───── SOURCE DATA

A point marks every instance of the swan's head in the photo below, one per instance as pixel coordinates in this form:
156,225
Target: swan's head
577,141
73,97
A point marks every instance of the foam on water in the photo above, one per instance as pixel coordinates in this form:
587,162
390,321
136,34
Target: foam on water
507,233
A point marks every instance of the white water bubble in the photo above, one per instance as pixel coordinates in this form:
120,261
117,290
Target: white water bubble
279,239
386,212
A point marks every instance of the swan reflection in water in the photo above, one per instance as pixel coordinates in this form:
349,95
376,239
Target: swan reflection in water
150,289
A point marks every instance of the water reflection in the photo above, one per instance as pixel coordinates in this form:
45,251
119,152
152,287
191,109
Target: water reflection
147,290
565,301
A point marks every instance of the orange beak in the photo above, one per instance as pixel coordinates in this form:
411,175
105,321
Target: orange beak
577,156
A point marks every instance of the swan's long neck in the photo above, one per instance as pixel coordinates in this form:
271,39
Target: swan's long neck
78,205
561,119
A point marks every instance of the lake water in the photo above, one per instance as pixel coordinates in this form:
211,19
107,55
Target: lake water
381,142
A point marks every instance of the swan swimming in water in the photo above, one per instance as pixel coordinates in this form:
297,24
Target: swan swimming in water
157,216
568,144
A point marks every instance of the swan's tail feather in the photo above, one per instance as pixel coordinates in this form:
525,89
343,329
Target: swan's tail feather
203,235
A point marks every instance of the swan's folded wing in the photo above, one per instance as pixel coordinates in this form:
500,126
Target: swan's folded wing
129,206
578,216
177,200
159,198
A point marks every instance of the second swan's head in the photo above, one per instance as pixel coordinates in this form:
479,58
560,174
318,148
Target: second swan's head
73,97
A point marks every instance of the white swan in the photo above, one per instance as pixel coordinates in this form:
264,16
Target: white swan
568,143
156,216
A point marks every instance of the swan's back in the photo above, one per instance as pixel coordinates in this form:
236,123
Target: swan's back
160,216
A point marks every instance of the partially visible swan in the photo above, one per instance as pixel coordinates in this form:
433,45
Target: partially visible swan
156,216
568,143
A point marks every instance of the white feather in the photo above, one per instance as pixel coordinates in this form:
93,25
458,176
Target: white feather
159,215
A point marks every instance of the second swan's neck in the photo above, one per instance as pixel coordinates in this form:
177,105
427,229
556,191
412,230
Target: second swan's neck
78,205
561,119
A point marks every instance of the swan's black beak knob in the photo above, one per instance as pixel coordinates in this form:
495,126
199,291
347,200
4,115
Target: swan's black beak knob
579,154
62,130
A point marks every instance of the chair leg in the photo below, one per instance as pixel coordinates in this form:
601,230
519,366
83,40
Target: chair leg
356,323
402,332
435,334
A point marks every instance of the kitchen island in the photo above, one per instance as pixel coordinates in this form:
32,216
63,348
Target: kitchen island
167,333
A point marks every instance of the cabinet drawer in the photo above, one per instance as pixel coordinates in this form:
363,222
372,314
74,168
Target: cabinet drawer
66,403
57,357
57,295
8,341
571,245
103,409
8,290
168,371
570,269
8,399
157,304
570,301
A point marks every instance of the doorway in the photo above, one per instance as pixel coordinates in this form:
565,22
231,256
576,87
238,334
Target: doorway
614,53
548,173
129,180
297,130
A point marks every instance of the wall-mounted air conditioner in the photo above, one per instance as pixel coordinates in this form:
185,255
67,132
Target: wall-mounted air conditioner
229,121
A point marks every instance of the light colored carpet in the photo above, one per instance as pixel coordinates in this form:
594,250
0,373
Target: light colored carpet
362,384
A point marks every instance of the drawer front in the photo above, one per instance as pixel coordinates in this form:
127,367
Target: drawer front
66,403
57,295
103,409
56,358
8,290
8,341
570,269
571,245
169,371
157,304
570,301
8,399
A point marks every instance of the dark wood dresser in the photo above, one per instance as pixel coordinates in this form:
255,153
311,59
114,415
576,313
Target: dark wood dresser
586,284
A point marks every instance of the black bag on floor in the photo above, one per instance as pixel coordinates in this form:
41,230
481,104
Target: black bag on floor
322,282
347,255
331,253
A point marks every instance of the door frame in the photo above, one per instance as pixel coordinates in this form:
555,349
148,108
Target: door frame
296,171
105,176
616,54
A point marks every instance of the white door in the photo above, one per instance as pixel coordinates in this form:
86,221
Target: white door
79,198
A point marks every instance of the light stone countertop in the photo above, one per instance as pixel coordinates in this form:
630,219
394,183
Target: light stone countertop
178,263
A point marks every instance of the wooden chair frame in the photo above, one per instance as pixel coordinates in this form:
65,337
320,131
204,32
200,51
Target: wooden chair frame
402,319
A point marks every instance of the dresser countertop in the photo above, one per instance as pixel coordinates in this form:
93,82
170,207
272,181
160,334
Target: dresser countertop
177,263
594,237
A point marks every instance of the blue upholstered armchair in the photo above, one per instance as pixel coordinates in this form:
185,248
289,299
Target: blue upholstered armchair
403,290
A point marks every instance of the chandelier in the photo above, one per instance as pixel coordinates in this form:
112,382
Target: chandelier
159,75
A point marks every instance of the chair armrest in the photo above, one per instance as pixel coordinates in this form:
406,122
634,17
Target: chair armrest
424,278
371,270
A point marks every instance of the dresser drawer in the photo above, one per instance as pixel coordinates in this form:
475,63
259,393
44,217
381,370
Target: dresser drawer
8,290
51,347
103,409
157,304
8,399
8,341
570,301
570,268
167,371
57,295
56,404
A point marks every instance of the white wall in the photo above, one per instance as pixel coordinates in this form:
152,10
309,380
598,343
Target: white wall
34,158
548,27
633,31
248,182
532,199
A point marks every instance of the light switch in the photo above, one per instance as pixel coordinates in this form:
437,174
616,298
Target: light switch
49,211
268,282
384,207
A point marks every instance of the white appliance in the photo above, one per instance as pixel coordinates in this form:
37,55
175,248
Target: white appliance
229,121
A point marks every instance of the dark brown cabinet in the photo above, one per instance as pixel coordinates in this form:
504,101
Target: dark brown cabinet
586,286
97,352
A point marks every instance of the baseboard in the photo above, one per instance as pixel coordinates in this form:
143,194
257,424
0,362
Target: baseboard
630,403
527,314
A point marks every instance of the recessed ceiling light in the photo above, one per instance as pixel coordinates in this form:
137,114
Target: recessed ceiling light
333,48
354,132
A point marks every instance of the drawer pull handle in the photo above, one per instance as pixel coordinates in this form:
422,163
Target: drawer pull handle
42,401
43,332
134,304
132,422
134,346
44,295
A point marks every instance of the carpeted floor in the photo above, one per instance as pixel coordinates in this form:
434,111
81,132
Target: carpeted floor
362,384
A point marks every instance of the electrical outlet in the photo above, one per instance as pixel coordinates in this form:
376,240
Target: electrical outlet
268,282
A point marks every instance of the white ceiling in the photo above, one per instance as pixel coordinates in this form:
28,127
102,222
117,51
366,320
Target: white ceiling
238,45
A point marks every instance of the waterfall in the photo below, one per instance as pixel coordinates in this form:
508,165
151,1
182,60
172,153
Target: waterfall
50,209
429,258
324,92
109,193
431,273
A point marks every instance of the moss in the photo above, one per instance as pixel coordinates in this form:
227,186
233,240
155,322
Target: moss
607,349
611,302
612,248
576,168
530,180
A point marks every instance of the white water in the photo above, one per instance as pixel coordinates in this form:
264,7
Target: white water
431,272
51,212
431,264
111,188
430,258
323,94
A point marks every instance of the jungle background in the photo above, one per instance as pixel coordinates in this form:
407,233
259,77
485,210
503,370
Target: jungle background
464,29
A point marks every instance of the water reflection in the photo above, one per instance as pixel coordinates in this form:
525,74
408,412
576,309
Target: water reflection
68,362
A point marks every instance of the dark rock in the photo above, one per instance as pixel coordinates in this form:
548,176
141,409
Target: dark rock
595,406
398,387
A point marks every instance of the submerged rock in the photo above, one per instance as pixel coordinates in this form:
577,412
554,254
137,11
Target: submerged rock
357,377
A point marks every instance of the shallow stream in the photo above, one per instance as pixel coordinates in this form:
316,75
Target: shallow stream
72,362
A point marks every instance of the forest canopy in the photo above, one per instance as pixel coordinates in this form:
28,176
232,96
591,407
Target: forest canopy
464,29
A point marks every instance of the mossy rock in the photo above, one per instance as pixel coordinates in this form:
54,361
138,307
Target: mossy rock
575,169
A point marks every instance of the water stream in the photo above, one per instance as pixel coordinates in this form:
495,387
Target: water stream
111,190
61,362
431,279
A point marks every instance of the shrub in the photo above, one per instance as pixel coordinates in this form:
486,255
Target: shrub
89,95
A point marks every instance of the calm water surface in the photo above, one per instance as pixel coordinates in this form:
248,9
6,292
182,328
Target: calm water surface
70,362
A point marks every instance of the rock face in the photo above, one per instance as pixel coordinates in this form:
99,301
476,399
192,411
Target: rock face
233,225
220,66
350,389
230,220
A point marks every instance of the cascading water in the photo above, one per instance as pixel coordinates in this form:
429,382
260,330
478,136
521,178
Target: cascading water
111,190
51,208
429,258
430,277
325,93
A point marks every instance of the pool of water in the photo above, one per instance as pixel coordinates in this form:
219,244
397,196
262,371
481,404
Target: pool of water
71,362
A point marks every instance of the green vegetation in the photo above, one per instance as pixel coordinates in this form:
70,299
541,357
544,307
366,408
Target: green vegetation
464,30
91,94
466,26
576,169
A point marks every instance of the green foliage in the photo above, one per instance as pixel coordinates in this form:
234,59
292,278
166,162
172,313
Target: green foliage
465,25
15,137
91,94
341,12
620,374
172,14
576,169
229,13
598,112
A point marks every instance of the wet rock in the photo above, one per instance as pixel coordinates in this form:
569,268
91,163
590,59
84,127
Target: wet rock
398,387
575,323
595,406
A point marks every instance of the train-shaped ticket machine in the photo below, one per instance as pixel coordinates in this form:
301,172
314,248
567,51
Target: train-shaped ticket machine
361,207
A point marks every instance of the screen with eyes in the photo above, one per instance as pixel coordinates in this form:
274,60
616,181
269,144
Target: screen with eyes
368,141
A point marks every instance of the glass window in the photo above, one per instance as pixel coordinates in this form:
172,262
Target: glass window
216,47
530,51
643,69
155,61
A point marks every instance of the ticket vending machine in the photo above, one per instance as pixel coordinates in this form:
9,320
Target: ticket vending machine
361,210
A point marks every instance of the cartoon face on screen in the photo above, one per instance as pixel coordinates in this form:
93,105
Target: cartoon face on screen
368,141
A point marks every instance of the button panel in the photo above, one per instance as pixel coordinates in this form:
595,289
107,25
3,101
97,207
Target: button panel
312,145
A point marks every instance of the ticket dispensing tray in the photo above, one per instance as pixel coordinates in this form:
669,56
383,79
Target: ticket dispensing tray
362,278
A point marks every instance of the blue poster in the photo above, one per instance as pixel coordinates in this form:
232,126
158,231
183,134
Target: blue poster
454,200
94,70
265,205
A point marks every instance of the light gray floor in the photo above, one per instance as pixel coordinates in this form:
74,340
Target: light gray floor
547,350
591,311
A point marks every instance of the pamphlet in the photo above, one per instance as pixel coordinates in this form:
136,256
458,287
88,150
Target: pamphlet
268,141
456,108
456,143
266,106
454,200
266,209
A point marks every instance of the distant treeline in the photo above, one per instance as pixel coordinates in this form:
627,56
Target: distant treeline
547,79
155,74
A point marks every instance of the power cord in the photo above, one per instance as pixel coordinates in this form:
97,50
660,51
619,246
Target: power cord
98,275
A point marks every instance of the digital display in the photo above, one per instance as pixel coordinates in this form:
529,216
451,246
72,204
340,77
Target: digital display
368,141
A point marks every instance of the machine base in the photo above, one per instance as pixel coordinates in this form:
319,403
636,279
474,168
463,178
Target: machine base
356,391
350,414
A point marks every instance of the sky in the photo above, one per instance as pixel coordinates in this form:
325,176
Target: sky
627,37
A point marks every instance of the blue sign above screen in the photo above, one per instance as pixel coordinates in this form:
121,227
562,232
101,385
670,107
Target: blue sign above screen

──────────

* **GOAL OF THE EXERCISE**
Scan the material above for the word "sign". Copy each line where it occurs.

* **EXERCISE RESULT**
A point marks every instance of the blue sign above screen in the photo above, one per instance as pixel coordinates in this form:
Target: blue sign above screen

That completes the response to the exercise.